READING TEXT
————————

Many at the Fort Smith Senior Activity Center said they retired in Fort Smith because they grew up in the area.
“I've been all over the United States. Fort Smith is home," said Dan Swink who has lived here his entire life.
Elmo and Mary Mathews, who have been married for 68 years, grew up in Greenwood and moved to Fort Smith after they first got married.
“We had a good place to live, so we might as well stay," Elmo Mathews said about why the couple decided to retire in Fort Smith.
Kenneth Ross, from Mountainburg originally, thinks Fort Smith is a "good place to live."
Other seniors, like Helen Miller, stayed in Fort Smith because of the low cost of living. Miller has lived in Fort Smith for five years. She originally moved here because of a job. She said she retired in Fort Smith because she can live here on her social security benefits. Miller moved to Arkansas from Washington after a short stint in Oklahoma, where she had some friends.
Nancy Baker, who has lived in the Fort Smith area her entire life, does not think that the city makes an effort to recruit seniors to the area.
“I don’t think they really consider that a priority," Baker said adding that the senior centers are the only programs exclusively geared toward older Fort Smith residents.

————————

Photo-based referring expression data:
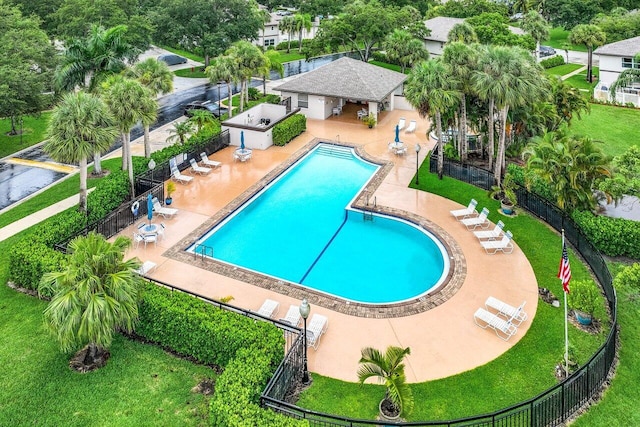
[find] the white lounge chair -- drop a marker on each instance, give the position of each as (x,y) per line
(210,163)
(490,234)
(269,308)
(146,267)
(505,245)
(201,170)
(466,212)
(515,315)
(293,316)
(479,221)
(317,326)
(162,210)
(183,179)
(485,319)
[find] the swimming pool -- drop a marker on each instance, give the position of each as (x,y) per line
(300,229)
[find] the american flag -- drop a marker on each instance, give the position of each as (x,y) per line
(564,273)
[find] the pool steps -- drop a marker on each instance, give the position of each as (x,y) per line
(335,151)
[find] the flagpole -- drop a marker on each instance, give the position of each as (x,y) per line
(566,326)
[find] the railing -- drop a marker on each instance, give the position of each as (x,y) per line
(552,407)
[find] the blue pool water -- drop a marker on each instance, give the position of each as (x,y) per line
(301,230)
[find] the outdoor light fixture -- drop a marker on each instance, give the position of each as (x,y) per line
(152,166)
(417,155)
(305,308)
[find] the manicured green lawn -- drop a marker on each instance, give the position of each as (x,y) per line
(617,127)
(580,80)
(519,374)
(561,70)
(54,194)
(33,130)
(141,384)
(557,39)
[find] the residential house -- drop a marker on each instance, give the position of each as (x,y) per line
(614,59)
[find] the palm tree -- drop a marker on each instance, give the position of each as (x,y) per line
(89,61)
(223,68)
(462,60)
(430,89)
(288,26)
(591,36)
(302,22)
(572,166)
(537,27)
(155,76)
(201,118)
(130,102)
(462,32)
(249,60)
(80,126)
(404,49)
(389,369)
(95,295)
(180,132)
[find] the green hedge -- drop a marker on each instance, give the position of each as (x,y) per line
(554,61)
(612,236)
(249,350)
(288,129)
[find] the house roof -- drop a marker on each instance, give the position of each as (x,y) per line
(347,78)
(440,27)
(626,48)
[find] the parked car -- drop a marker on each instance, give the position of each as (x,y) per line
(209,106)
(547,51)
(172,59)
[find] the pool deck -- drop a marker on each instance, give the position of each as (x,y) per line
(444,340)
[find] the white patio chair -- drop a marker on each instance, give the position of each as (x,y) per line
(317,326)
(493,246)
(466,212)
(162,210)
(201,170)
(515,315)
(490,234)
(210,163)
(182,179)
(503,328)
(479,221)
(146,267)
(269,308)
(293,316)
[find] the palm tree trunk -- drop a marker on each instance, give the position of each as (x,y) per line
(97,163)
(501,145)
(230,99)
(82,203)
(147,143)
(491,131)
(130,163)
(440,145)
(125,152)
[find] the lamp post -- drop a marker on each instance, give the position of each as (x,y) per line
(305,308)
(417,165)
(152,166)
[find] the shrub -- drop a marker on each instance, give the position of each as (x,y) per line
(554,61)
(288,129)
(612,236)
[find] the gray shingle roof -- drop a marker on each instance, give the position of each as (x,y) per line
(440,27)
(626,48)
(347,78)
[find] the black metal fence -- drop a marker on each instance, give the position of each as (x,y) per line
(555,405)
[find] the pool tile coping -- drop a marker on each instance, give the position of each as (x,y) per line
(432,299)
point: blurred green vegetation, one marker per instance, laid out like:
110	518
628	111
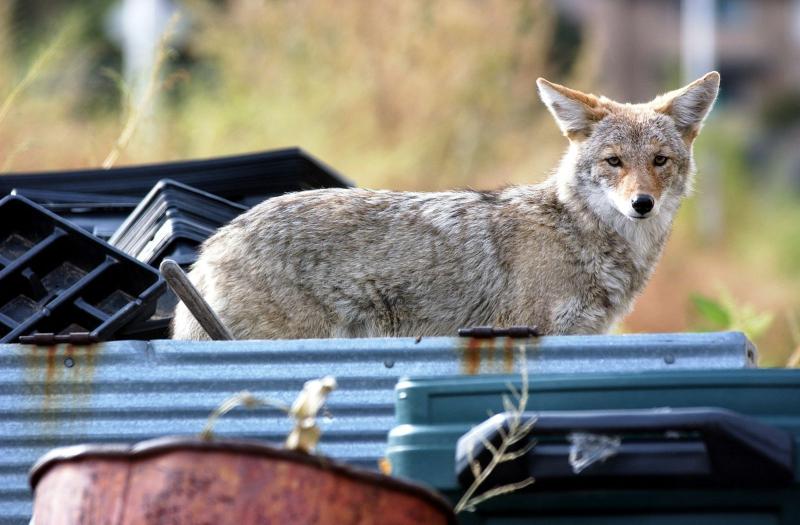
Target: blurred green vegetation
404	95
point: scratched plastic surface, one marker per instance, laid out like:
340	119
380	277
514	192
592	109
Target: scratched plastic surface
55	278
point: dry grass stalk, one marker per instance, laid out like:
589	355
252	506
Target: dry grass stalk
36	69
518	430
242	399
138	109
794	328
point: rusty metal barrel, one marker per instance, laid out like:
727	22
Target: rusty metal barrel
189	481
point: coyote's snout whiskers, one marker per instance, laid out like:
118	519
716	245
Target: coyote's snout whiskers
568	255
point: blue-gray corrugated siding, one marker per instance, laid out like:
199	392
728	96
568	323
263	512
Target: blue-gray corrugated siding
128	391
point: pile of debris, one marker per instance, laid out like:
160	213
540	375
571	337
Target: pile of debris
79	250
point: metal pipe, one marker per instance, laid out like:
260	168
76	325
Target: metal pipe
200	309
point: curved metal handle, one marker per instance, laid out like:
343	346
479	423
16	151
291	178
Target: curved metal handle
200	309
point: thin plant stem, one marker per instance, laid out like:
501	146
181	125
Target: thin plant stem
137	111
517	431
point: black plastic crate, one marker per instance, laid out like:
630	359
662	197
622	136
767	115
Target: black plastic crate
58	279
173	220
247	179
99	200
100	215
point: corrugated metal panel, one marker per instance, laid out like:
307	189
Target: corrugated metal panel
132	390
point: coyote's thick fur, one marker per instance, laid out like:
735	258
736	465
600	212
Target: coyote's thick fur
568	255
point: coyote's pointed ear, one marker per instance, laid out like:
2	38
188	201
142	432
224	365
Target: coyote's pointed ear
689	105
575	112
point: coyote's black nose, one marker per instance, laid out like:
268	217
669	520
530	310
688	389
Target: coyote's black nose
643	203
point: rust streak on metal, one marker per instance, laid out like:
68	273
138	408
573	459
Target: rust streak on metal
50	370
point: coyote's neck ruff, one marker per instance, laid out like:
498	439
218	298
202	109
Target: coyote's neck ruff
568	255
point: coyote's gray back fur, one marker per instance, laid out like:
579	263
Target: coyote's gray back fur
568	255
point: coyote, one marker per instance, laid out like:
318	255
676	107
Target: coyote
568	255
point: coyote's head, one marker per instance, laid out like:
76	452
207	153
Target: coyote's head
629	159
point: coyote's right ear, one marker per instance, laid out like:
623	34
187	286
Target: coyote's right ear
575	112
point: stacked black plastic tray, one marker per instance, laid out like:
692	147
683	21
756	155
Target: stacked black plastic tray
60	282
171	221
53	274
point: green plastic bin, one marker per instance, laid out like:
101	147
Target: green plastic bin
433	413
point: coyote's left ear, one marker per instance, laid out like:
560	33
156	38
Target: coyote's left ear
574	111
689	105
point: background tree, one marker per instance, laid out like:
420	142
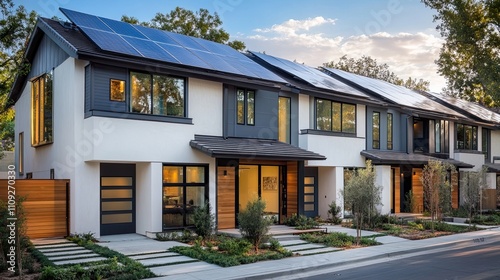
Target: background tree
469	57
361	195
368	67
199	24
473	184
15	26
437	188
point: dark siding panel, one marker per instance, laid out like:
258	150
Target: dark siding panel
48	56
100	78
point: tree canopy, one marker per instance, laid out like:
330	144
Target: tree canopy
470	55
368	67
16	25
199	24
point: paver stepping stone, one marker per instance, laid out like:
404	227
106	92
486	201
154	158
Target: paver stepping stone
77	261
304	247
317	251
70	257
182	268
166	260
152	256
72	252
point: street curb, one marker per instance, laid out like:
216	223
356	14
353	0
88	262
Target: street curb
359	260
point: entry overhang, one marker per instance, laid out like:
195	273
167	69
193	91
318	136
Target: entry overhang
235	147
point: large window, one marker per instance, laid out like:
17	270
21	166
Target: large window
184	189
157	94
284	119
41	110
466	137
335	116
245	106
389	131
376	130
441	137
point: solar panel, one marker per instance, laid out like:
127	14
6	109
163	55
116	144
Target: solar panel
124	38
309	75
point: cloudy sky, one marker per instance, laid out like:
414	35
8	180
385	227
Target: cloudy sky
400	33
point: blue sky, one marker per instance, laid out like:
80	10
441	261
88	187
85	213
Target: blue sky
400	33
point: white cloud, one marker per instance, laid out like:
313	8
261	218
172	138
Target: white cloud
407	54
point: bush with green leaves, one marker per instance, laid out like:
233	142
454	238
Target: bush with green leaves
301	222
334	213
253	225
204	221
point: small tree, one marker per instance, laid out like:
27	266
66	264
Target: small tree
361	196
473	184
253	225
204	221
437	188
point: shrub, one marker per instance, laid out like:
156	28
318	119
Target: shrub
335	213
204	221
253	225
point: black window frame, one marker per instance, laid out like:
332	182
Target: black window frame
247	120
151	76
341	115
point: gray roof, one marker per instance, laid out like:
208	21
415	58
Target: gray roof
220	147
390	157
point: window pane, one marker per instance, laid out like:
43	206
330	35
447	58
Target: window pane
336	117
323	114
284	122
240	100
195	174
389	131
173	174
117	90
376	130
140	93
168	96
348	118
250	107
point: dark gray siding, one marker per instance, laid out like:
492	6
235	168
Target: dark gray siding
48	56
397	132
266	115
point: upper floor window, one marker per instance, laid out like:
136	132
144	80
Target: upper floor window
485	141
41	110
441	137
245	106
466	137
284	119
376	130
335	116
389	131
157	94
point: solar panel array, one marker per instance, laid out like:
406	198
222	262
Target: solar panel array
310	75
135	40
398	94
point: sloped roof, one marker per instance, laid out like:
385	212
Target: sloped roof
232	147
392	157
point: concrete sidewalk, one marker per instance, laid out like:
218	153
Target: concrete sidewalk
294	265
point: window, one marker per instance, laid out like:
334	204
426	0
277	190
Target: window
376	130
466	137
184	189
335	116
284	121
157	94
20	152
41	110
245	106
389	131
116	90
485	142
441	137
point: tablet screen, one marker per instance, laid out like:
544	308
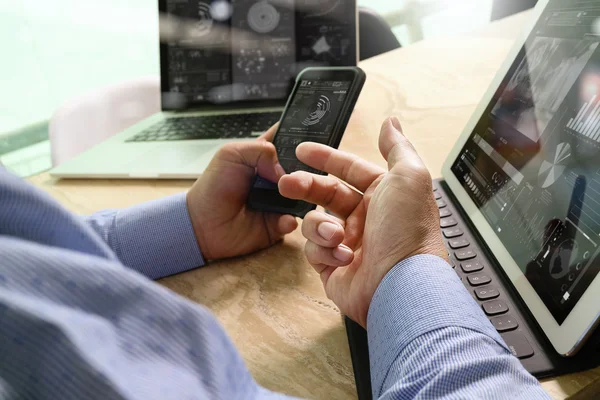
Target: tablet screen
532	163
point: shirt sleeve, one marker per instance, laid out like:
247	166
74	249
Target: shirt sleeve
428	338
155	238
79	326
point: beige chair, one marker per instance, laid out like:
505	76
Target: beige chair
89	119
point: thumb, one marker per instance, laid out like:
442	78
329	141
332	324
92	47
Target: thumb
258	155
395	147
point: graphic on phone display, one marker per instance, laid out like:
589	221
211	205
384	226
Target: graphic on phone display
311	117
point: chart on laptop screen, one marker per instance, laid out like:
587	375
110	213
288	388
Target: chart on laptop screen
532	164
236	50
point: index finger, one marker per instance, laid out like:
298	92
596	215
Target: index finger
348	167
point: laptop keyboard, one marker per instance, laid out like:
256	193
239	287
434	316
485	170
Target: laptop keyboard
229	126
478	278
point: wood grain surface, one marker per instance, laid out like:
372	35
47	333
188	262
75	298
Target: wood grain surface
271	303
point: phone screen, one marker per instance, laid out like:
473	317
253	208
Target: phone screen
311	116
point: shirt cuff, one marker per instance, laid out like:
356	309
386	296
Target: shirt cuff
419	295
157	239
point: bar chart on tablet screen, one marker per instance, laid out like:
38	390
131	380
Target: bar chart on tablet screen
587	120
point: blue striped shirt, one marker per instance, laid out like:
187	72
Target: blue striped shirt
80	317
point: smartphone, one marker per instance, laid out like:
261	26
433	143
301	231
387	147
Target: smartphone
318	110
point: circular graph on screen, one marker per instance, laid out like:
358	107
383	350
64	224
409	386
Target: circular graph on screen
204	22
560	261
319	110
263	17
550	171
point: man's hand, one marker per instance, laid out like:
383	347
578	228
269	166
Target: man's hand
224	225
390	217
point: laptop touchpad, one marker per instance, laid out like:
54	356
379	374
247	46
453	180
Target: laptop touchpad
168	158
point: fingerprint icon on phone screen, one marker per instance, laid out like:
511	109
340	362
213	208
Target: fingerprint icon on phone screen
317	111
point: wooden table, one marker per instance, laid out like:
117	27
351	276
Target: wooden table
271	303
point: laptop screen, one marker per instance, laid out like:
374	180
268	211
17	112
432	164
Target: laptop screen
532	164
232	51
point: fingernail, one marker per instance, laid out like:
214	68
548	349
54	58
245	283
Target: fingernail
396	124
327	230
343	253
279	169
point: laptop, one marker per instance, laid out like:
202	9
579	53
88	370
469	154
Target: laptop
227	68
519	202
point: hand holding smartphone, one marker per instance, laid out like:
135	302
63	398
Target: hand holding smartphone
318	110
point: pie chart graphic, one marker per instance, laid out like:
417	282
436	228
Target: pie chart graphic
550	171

————————

EXPLORE THE MATERIAL
1 - In the article on seniors in Fort Smith, please rewrite the passage between "Elmo and Mary" and "to the area.", inclusive, substituting "Alma" for "Greenwood".
2 - Answer these from the article on seniors in Fort Smith:
(a) How long have Elmo and Mary Mathews been married?
(b) For how many years has Helen Miller lived in Fort Smith?
(c) According to Nancy Baker, what are the only programs exclusively geared toward older Fort Smith residents?

SOLUTIONS
1 -
Elmo and Mary Mathews, who have been married for 68 years, grew up in Alma and moved to Fort Smith after they first got married.
“We had a good place to live, so we might as well stay," Elmo Mathews said about why the couple decided to retire in Fort Smith.
Kenneth Ross, from Mountainburg originally, thinks Fort Smith is a "good place to live."
Other seniors, like Helen Miller, stayed in Fort Smith because of the low cost of living. Miller has lived in Fort Smith for five years. She originally moved here because of a job. She said she retired in Fort Smith because she can live here on her social security benefits. Miller moved to Arkansas from Washington after a short stint in Oklahoma, where she had some friends.
Nancy Baker, who has lived in the Fort Smith area her entire life, does not think that the city makes an effort to recruit seniors to the area.

2 -
(a) 68 years
(b) Five years
(c) The senior centers